Collected data:
--------------------------------

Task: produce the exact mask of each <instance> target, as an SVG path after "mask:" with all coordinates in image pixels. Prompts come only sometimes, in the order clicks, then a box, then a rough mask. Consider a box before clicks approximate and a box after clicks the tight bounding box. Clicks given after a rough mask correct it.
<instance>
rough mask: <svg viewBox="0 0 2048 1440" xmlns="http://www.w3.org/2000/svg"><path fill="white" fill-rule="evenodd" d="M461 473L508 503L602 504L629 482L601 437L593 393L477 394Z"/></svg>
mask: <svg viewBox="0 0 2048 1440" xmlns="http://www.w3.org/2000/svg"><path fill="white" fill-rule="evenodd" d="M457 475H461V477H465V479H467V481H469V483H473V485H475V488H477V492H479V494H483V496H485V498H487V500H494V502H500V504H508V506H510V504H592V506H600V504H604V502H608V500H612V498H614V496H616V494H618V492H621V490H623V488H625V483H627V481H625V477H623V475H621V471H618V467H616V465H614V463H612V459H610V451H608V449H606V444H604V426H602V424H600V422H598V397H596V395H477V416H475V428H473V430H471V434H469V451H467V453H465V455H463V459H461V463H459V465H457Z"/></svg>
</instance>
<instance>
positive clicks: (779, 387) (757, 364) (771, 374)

--------------------------------

• [WHAT YOU ARE ASKED TO DO]:
Above are the records; restate each one exactly.

• [ANSWER TO THIS EXERCISE]:
Task: produce the exact mask of each <instance> target, as an SVG path after "mask:" with all coordinates in image pixels. Prompts come only sometimes, in the order clicks, then a box, then a rough mask. Consider a box before clicks approximate and a box after clicks the tight bounding box. Clicks given after a rough mask correct it.
<instance>
rough mask: <svg viewBox="0 0 2048 1440" xmlns="http://www.w3.org/2000/svg"><path fill="white" fill-rule="evenodd" d="M461 473L508 503L602 504L629 482L601 437L593 393L477 394Z"/></svg>
mask: <svg viewBox="0 0 2048 1440" xmlns="http://www.w3.org/2000/svg"><path fill="white" fill-rule="evenodd" d="M457 475H461V477H465V479H467V481H469V483H473V485H475V488H477V492H479V494H483V496H485V498H487V500H494V502H500V504H508V506H510V504H592V506H600V504H604V502H608V500H612V498H614V496H616V494H618V492H621V490H623V488H625V483H627V481H625V477H623V475H621V471H618V467H616V465H614V463H612V459H610V451H608V449H606V444H604V426H602V424H600V422H598V397H596V395H477V416H475V428H473V430H471V434H469V451H467V453H465V455H463V459H461V463H459V465H457Z"/></svg>
</instance>
<instance>
positive clicks: (779, 387) (757, 364) (771, 374)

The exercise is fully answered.